## AIM OF THE TASK
Reproduce all of the records below with every "rely on" swapped for "apply" and nothing else altered. Omit the pictures from your output.

++++ TASK DATA ++++

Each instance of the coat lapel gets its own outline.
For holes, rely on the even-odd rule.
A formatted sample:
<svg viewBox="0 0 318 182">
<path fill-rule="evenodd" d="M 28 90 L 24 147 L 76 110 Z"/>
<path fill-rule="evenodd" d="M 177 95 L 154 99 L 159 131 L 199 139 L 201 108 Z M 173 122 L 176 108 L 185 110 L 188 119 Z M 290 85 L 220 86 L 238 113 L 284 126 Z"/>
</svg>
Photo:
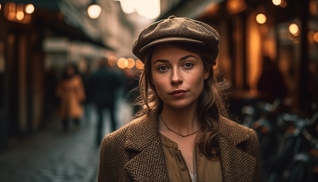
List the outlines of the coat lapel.
<svg viewBox="0 0 318 182">
<path fill-rule="evenodd" d="M 125 168 L 136 181 L 167 181 L 157 113 L 153 111 L 139 122 L 127 132 L 125 148 L 135 151 L 137 155 L 126 164 Z"/>
<path fill-rule="evenodd" d="M 252 181 L 257 159 L 238 147 L 249 138 L 249 135 L 243 131 L 242 127 L 244 127 L 233 123 L 222 120 L 220 127 L 218 137 L 224 181 L 235 181 L 237 179 Z"/>
</svg>

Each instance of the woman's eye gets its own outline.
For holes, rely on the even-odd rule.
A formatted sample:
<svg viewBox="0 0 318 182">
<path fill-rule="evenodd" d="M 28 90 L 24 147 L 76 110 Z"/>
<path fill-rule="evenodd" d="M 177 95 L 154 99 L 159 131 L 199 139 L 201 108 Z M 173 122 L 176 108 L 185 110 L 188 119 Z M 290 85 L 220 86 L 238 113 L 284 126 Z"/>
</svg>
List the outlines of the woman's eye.
<svg viewBox="0 0 318 182">
<path fill-rule="evenodd" d="M 186 63 L 183 66 L 186 68 L 190 68 L 192 67 L 193 66 L 193 64 L 191 63 Z"/>
<path fill-rule="evenodd" d="M 167 70 L 167 69 L 168 69 L 168 68 L 167 68 L 167 67 L 166 67 L 166 66 L 162 66 L 158 68 L 158 70 L 159 71 L 166 71 L 166 70 Z"/>
</svg>

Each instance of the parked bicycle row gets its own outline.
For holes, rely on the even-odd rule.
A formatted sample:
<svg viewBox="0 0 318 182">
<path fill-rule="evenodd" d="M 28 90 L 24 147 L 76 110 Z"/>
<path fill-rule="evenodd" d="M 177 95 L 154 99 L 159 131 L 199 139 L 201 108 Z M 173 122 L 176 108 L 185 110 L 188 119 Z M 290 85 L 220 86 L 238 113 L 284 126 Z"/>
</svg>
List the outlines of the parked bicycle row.
<svg viewBox="0 0 318 182">
<path fill-rule="evenodd" d="M 252 103 L 242 108 L 242 124 L 258 134 L 263 181 L 317 181 L 316 107 L 304 116 L 286 110 L 280 99 Z"/>
</svg>

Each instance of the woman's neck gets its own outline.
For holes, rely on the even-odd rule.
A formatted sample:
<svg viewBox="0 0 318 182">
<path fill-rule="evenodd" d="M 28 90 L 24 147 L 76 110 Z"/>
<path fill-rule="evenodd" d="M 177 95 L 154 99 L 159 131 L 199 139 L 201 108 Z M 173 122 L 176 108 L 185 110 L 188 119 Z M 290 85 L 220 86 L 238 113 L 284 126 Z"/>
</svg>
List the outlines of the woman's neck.
<svg viewBox="0 0 318 182">
<path fill-rule="evenodd" d="M 175 109 L 164 106 L 160 113 L 161 119 L 169 129 L 181 135 L 186 135 L 198 131 L 201 126 L 196 107 Z M 160 125 L 162 130 L 167 130 L 166 125 Z"/>
</svg>

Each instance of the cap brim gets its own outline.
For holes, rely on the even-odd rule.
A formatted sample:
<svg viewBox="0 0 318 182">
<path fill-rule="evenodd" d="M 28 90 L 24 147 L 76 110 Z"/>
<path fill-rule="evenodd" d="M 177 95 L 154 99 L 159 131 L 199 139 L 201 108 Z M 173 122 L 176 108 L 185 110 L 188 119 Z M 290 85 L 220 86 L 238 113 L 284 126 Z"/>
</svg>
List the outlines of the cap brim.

++++

## THE OUTPUT
Each instance of the coat lapel gets its own outline.
For holes, apply the even-odd rule.
A formatted sample:
<svg viewBox="0 0 318 182">
<path fill-rule="evenodd" d="M 28 90 L 24 147 L 76 110 Z"/>
<path fill-rule="evenodd" d="M 177 95 L 154 99 L 159 131 L 199 139 L 201 108 Z M 173 122 L 176 108 L 185 110 L 188 119 Z M 290 85 L 220 86 L 238 113 L 284 126 Z"/>
</svg>
Photo:
List the outlines of the coat lapel.
<svg viewBox="0 0 318 182">
<path fill-rule="evenodd" d="M 125 168 L 136 181 L 167 181 L 157 113 L 153 111 L 139 122 L 127 132 L 125 148 L 135 151 L 137 155 L 126 164 Z"/>
<path fill-rule="evenodd" d="M 252 181 L 257 159 L 238 147 L 249 138 L 249 135 L 243 131 L 242 127 L 244 127 L 233 123 L 222 120 L 220 127 L 218 137 L 224 181 L 235 181 L 237 179 Z"/>
</svg>

Each instance of the woman's eye gets its own outline.
For holes, apply the even-odd rule.
A formatted sample:
<svg viewBox="0 0 318 182">
<path fill-rule="evenodd" d="M 28 90 L 24 147 L 76 110 Z"/>
<path fill-rule="evenodd" d="M 177 95 L 154 99 L 159 131 L 199 139 L 201 108 Z M 173 122 L 176 108 L 185 110 L 188 119 Z M 290 85 L 220 86 L 238 113 L 284 126 Z"/>
</svg>
List the outlines of the woman's eye.
<svg viewBox="0 0 318 182">
<path fill-rule="evenodd" d="M 186 63 L 183 66 L 186 68 L 190 68 L 192 67 L 193 66 L 193 64 L 191 63 Z"/>
<path fill-rule="evenodd" d="M 167 70 L 167 69 L 168 69 L 168 68 L 167 68 L 167 67 L 166 67 L 166 66 L 162 66 L 158 68 L 158 70 L 159 71 L 166 71 L 166 70 Z"/>
</svg>

Each instance of the parked bicycle row gets its own outline.
For holes, apply the even-odd rule.
A formatted sample:
<svg viewBox="0 0 318 182">
<path fill-rule="evenodd" d="M 28 90 L 24 147 L 76 110 Z"/>
<path fill-rule="evenodd" d="M 177 95 L 154 99 L 159 131 L 199 139 L 201 108 Z M 173 122 L 176 108 L 185 110 L 188 119 Z M 290 85 L 220 86 L 238 113 L 284 126 Z"/>
</svg>
List the outlines of the parked bicycle row.
<svg viewBox="0 0 318 182">
<path fill-rule="evenodd" d="M 252 103 L 242 108 L 242 124 L 258 134 L 263 181 L 317 181 L 316 107 L 304 116 L 286 110 L 280 99 Z"/>
</svg>

Each instance of the woman's neck gets its own outline.
For holes, apply the even-odd rule.
A formatted sample:
<svg viewBox="0 0 318 182">
<path fill-rule="evenodd" d="M 28 90 L 24 147 L 76 110 Z"/>
<path fill-rule="evenodd" d="M 177 95 L 154 99 L 159 131 L 199 139 L 201 108 Z M 173 122 L 176 108 L 185 110 L 188 119 Z M 290 85 L 220 86 L 238 113 L 284 126 Z"/>
</svg>
List the outlines of the woman's neck.
<svg viewBox="0 0 318 182">
<path fill-rule="evenodd" d="M 175 109 L 164 106 L 160 113 L 161 119 L 169 129 L 181 135 L 186 135 L 198 131 L 201 126 L 196 107 Z M 160 125 L 162 130 L 167 130 L 166 125 Z"/>
</svg>

Each instance of the cap brim gets its own outline.
For holes, apply the even-odd rule.
A formatted sample:
<svg viewBox="0 0 318 182">
<path fill-rule="evenodd" d="M 28 90 L 24 147 L 76 110 Z"/>
<path fill-rule="evenodd" d="M 177 95 L 154 99 L 159 131 L 199 139 L 201 108 Z M 173 122 L 176 108 L 185 110 L 188 119 Z M 290 85 L 220 86 L 238 113 L 284 126 Z"/>
</svg>
List the outlines of the cap brim.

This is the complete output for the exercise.